(Dataset entries)
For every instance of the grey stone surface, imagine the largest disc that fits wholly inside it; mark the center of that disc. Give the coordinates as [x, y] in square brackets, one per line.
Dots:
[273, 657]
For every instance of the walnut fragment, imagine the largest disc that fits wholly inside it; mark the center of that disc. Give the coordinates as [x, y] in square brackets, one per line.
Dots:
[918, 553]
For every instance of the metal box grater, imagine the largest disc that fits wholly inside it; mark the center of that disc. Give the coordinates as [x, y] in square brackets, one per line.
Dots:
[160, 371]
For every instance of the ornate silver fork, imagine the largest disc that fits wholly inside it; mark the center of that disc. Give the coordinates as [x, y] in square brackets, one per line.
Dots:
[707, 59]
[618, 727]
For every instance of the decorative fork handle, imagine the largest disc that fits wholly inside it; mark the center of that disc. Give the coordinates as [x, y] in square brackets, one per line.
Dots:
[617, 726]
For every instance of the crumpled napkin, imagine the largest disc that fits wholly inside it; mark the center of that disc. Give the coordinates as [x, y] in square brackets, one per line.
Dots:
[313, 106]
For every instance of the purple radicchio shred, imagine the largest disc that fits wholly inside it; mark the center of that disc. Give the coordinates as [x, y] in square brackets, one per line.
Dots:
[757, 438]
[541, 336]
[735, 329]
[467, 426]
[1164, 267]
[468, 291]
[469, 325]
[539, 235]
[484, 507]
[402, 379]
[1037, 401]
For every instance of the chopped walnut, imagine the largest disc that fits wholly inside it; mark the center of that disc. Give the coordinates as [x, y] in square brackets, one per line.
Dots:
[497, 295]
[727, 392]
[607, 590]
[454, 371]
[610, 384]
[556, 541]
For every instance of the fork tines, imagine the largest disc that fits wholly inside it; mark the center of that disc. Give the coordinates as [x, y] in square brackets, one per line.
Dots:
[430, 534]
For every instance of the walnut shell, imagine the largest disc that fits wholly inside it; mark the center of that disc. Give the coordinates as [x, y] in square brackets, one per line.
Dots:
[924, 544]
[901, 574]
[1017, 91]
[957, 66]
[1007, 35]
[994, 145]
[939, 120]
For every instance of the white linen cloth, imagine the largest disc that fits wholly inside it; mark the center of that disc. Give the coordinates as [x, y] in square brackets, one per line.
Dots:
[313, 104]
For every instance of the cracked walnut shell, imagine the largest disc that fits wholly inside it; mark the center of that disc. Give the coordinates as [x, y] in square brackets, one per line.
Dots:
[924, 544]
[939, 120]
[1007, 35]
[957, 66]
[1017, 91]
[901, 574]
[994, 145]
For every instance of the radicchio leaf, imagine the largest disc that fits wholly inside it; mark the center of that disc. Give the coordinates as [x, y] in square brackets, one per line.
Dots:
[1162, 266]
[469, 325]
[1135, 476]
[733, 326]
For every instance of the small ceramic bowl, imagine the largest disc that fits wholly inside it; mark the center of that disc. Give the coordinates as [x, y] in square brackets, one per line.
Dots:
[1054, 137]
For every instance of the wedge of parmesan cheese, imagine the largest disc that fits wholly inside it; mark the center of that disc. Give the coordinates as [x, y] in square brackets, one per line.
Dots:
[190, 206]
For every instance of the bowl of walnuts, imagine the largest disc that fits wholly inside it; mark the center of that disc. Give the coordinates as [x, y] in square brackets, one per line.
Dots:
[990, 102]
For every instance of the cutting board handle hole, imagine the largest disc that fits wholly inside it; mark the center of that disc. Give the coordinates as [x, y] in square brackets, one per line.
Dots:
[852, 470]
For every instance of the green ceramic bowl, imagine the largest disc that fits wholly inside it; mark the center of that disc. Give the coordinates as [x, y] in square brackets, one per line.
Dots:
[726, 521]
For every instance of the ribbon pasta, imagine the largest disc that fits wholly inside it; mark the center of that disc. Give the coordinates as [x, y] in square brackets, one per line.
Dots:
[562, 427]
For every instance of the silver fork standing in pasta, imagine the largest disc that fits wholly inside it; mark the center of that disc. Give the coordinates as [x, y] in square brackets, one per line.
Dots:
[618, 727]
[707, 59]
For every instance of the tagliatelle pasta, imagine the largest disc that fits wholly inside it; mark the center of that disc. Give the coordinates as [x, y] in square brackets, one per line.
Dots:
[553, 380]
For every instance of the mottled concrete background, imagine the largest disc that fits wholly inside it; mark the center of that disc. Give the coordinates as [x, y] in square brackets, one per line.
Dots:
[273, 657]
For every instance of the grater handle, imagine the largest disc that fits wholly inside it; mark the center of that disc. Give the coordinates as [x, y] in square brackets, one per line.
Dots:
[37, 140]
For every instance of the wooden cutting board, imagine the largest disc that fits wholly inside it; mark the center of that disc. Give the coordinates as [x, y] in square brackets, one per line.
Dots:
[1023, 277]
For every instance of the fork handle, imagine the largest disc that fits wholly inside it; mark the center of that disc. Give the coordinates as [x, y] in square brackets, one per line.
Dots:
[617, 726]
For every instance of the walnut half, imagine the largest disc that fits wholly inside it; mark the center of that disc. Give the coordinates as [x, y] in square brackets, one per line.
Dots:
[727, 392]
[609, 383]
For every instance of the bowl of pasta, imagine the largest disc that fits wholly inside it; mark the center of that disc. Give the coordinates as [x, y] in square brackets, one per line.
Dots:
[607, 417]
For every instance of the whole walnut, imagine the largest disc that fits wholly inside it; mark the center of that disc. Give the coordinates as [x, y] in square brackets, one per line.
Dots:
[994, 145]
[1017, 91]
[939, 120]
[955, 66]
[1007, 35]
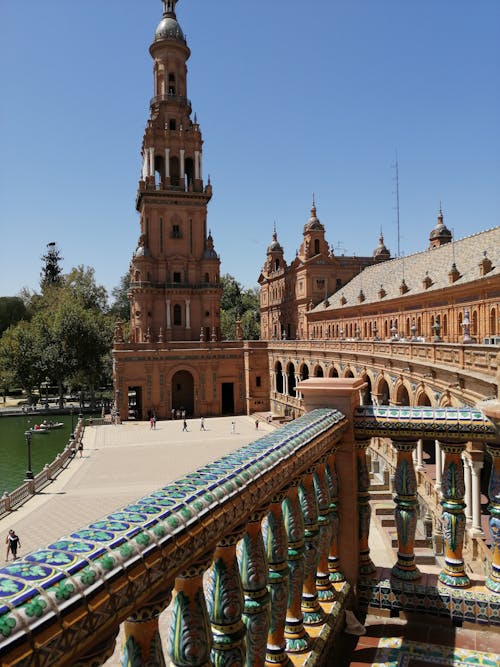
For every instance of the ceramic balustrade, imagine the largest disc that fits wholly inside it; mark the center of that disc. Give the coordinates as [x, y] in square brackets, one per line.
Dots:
[254, 578]
[366, 566]
[117, 569]
[406, 511]
[334, 565]
[324, 587]
[453, 515]
[296, 637]
[313, 614]
[493, 580]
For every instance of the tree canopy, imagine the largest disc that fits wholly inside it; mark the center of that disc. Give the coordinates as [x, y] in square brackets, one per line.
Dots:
[240, 303]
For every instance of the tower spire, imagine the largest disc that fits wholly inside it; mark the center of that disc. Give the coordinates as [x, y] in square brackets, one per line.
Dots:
[169, 7]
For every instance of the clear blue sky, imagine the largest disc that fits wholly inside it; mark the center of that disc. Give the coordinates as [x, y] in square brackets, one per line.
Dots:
[292, 97]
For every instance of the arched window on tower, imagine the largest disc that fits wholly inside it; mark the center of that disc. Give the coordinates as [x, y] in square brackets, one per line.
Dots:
[174, 171]
[189, 172]
[171, 84]
[159, 170]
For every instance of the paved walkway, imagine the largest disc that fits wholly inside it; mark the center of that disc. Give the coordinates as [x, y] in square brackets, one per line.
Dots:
[121, 464]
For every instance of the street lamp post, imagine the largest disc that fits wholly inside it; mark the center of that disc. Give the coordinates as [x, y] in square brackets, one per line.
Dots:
[29, 472]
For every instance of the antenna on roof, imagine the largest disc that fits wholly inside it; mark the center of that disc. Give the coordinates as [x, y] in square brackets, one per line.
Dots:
[396, 168]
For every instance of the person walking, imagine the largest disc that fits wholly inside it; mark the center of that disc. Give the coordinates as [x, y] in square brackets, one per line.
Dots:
[13, 544]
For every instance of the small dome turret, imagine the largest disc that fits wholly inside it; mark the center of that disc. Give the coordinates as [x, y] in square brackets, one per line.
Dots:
[274, 246]
[381, 253]
[313, 224]
[440, 234]
[169, 28]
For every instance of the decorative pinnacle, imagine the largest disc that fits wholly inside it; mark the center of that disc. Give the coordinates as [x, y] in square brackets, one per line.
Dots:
[169, 7]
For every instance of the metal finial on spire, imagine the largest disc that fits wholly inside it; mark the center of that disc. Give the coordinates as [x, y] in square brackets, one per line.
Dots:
[169, 6]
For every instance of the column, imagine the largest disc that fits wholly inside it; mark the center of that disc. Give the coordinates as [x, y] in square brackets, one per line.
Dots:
[285, 382]
[439, 466]
[313, 614]
[254, 579]
[366, 565]
[151, 161]
[142, 640]
[167, 162]
[493, 580]
[453, 517]
[296, 637]
[468, 489]
[225, 603]
[190, 635]
[182, 166]
[476, 529]
[275, 541]
[406, 511]
[325, 590]
[420, 455]
[169, 322]
[197, 165]
[333, 554]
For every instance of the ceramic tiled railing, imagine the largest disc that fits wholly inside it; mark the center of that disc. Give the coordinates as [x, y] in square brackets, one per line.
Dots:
[62, 605]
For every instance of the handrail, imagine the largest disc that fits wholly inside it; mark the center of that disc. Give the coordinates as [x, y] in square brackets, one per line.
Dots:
[61, 592]
[10, 500]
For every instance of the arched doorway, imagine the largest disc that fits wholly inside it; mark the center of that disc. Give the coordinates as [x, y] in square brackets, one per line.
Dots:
[366, 394]
[424, 400]
[383, 392]
[291, 379]
[183, 392]
[402, 396]
[279, 377]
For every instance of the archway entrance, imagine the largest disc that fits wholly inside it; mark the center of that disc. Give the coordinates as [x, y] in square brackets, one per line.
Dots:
[183, 392]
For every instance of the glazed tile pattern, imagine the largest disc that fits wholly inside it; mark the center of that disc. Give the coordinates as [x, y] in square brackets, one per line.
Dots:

▶ Task
For this exercise, return every line from the data that holds the string "metal".

▶ Exercise result
For every instance of the metal box grater, imagine the largest disc that fits wholly inside it; mark the center of that disc. Give the coordinates as [x, y] in square brackets, one per line.
For every instance of the metal finial on spire, imagine the largest disc that fits wholly inside it; mark the center of that disc. Give the coordinates as [x, y] in square brackets, one per line.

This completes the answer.